Technicisme et humanisme, les deux intelligences de la smart-city

Dans le champ de l’urbain, la traduction anglais-français a ses limites, et la smart-city ne fait pas exception. Les résultats de recherche Google des différentes traductions de la smart city constituent un bon indicateur pour comprendre où en est notre vision de la notion : la ville intelligente (12,3 millions de résultats) arrive loin derrière la ville connectée (16,1 millions), la ville digitale (28,8 millions) et l’incontournable ville numérique (203 millions). Aujourd’hui, la « smart city » est prise en tenaille entre une intelligence techniciste, poussée par la logique servicielle des acteurs privés, et une logique humaniste, qui met le numérique au service du « mieux-gouverner ».
|---|
→ **Exercices à réaliser**:
#1 D'après l'extrait sur la smart-city, pourquoi le nombre de résultats de recherche Google obtenus par les différentes traductions de « smart city » mérite-t-il d'être examiné ? Répondez en une à trois phrases.
#2 Prolongez l'extrait sur la smart-city en reprenant juste après sa dernière phrase.

→ **Données enregistrées**:
|---|
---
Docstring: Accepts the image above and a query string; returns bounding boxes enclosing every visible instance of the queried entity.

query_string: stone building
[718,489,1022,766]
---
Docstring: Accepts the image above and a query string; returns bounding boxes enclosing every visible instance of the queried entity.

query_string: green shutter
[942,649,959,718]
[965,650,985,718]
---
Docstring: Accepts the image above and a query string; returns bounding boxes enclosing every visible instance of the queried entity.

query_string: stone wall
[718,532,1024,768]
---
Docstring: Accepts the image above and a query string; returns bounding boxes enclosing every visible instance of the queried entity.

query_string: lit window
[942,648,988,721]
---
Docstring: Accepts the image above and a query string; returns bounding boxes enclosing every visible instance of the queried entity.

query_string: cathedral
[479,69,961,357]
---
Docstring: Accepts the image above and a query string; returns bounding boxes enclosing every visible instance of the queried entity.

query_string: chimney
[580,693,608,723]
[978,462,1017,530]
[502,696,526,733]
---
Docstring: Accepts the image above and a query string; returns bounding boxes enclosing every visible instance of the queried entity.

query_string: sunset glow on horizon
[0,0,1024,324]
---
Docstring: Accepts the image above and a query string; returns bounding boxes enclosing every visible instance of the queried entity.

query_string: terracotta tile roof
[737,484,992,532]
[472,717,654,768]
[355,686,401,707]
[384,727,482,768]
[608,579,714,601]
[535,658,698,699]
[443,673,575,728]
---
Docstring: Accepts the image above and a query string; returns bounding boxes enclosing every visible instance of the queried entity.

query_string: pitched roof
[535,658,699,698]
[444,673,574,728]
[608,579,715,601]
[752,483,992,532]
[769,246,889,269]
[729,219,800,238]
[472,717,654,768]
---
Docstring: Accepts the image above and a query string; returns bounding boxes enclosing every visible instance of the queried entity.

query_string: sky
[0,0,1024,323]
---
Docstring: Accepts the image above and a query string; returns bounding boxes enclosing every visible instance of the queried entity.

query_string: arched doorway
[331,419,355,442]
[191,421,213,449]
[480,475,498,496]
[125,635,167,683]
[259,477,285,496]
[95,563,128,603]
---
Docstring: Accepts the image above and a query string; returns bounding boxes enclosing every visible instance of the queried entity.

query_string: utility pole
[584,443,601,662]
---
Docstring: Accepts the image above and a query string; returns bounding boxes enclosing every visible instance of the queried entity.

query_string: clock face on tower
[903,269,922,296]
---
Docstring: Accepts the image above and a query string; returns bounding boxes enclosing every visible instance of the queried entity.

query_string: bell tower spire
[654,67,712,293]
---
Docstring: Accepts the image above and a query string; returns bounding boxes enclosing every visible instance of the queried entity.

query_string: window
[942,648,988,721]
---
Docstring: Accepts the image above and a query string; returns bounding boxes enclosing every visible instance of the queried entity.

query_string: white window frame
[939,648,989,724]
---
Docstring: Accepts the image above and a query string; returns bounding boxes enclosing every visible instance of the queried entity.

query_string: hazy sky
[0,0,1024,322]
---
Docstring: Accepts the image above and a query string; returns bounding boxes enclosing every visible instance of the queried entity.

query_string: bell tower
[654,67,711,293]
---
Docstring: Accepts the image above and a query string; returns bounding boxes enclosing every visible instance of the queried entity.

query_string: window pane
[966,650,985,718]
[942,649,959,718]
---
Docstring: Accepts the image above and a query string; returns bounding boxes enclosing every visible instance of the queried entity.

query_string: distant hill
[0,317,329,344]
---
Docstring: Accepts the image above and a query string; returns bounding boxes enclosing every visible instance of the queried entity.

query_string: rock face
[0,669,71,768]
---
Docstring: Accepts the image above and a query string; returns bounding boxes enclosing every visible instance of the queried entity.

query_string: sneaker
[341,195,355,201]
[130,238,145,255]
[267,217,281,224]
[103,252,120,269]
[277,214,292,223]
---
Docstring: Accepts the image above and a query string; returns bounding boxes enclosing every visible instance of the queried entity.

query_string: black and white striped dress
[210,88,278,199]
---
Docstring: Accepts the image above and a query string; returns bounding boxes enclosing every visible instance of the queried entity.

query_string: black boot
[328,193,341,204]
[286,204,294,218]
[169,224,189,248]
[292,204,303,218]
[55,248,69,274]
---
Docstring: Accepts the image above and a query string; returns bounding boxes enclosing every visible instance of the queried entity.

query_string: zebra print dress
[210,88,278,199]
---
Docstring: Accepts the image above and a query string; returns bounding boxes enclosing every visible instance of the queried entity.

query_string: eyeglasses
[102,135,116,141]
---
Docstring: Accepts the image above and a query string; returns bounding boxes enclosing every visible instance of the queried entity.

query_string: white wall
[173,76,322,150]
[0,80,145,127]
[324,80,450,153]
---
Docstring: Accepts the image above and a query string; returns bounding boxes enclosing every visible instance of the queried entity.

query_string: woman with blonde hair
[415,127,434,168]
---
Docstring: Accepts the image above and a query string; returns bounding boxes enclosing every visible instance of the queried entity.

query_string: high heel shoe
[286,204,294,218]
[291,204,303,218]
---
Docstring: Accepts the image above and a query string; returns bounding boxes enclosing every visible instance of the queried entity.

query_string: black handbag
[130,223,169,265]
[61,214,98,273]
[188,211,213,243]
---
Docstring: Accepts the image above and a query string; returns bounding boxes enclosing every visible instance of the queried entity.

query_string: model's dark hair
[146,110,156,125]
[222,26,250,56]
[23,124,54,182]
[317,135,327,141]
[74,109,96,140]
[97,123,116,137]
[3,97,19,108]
|---|
→ **Corrigé des exercices**:
#1 Ces chiffres constituent un bon indicateur pour comprendre où en est notre vision de la notion de smart city. Ils montrent que la ville intelligente (12,3 millions de résultats) arrive loin derrière la ville connectée (16,1 millions), la ville digitale (28,8 millions) et la ville numérique (203 millions).

#2
La plupart des acteurs de la ville (et d’autres secteurs) sont restés calqués sur l’imaginaire d’une smart-city numérique, digitale, connectée, où la vie urbaine est intrinsèquement liée à l’usage de nouvelles technologies. Il faut en convenir, les champs d’application du numérique dans l’urbain sont multiples : la mobilité (proposition d’itinéraires routiers non encombrés, fléchage des places de parking libres aux conducteurs, mise en relation des covoitureurs et des covoiturés), le bâtiment (utilisation de « smart grids » ajustant la consommation d’énergie), ou encore la gestion des déchets (optimisation des tracés et fréquences de ramassage, télégestion des taux de remplissage des bornes d’apport) ne sont que quelques exemples de domaines où le numérique peut contribuer à l’efficacité ambiante. La ville connectée est avant tout le lieu où le progrès technique est une condition d’accès au progrès sociétal. Et à l’heure où la ville se fait de plus en plus servicielle, la face connectée de la smart-city devient pervasive dans notre quotidien.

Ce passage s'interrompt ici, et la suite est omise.